(Object location annotations)
--- --- ---

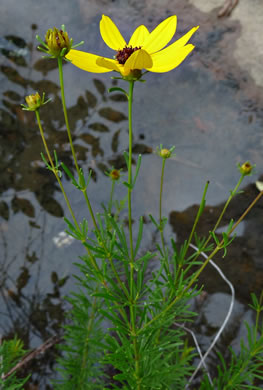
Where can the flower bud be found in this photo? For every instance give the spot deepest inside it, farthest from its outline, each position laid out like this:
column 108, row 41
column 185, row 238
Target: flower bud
column 34, row 101
column 246, row 168
column 165, row 153
column 57, row 41
column 114, row 174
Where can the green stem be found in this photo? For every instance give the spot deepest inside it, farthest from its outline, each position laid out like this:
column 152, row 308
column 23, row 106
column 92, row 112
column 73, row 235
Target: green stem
column 232, row 194
column 70, row 140
column 65, row 112
column 198, row 215
column 160, row 204
column 132, row 301
column 55, row 170
column 111, row 196
column 130, row 99
column 258, row 314
column 218, row 247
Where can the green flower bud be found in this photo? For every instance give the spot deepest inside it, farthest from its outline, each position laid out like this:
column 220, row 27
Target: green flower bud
column 114, row 174
column 57, row 41
column 246, row 168
column 34, row 102
column 165, row 153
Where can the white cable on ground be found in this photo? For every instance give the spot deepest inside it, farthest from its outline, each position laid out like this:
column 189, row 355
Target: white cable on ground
column 202, row 361
column 198, row 350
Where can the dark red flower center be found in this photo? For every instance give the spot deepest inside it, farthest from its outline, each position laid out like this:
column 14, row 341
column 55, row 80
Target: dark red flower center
column 125, row 53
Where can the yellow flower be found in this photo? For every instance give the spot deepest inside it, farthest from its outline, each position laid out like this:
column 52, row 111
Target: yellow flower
column 144, row 50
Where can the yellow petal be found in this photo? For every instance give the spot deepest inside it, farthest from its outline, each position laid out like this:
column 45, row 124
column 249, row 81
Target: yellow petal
column 169, row 58
column 111, row 34
column 185, row 38
column 139, row 36
column 161, row 35
column 86, row 61
column 140, row 59
column 108, row 63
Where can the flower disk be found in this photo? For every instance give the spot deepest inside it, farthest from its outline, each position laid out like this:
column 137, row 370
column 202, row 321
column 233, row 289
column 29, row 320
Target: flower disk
column 145, row 50
column 124, row 54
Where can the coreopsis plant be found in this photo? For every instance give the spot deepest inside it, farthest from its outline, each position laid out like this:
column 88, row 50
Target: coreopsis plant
column 144, row 50
column 141, row 344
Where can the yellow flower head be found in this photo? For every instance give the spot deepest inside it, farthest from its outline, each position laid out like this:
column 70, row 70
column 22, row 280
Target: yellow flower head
column 144, row 50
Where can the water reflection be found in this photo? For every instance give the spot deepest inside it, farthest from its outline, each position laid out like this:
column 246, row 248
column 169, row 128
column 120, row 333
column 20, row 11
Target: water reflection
column 35, row 271
column 243, row 264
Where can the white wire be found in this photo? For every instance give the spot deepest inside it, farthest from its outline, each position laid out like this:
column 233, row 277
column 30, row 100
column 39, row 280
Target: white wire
column 202, row 361
column 198, row 350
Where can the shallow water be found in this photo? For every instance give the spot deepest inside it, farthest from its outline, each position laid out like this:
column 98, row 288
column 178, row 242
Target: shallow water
column 208, row 108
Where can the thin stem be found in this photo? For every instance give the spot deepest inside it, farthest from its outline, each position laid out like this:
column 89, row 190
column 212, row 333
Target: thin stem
column 198, row 215
column 111, row 196
column 232, row 194
column 65, row 112
column 60, row 68
column 218, row 247
column 258, row 313
column 130, row 99
column 132, row 301
column 160, row 204
column 55, row 170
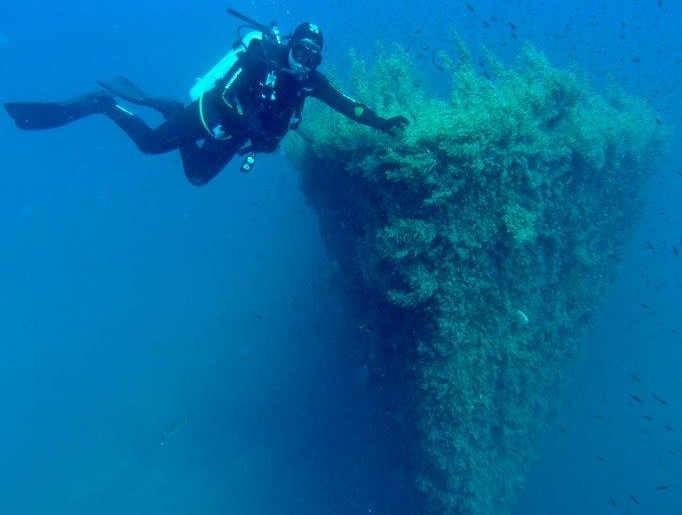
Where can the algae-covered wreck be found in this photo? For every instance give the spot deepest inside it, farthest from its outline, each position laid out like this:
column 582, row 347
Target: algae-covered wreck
column 482, row 242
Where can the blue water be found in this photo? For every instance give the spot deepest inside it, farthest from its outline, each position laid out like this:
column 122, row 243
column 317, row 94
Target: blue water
column 131, row 299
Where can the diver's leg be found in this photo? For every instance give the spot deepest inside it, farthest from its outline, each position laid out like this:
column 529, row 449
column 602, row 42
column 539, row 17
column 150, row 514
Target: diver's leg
column 179, row 131
column 203, row 162
column 50, row 115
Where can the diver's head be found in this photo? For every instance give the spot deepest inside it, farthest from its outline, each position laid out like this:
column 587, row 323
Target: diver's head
column 305, row 49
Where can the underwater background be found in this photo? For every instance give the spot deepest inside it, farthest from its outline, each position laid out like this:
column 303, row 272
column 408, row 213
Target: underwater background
column 135, row 305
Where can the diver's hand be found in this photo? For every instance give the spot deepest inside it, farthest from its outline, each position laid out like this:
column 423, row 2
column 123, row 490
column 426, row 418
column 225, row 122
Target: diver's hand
column 394, row 125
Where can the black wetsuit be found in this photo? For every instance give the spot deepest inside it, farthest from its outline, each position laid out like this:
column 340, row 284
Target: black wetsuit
column 243, row 112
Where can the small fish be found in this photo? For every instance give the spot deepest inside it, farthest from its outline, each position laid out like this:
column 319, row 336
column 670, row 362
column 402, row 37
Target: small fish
column 659, row 399
column 173, row 429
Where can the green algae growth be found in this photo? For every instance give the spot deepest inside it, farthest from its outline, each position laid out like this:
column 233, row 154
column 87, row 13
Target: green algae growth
column 481, row 244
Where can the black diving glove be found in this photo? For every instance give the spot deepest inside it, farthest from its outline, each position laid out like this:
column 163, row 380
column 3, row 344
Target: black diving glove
column 394, row 125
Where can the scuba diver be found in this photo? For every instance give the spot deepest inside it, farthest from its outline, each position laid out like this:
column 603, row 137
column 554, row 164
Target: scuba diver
column 245, row 105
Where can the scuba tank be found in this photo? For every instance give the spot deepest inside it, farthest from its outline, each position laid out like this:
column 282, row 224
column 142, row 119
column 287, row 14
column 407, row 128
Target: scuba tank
column 260, row 31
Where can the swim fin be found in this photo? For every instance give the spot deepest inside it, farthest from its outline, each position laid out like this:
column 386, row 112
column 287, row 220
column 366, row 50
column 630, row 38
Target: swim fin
column 124, row 88
column 49, row 115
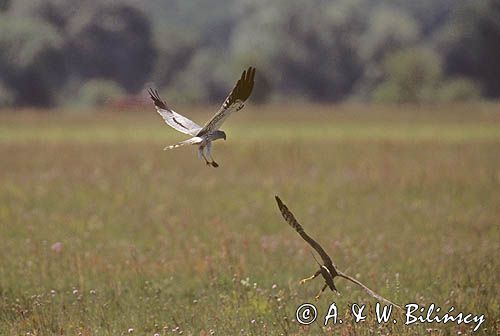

--- --- ---

• _CHALLENGE_: Please format the lines of the records starting at the line that contains "Where can the diver's hand" and ending at the line that contains "column 173, row 429" as a JSON list of strings, one string per line, with blank lines left out.

• _PROBLEM SOLUTION_:
[
  "Where can the diver's hand be found in this photo? For every instance give the spot deepest inside it, farthest from its outline, each position laid out like this:",
  "column 423, row 2",
  "column 123, row 490",
  "column 426, row 418",
  "column 225, row 122",
  "Target: diver's hand",
  "column 394, row 125",
  "Where can the black wetsuit be found in this photo? For every instance give the spot deepest inside it, farthest from its outline, each position laid out like this:",
  "column 340, row 284",
  "Target: black wetsuit",
  "column 243, row 112",
  "Where can the small fish be found in this photo? For every instance give the spot deepest inside it, farthest from its outline, each position laid out like this:",
  "column 319, row 336",
  "column 670, row 362",
  "column 402, row 37",
  "Target: small fish",
  "column 659, row 399",
  "column 173, row 429"
]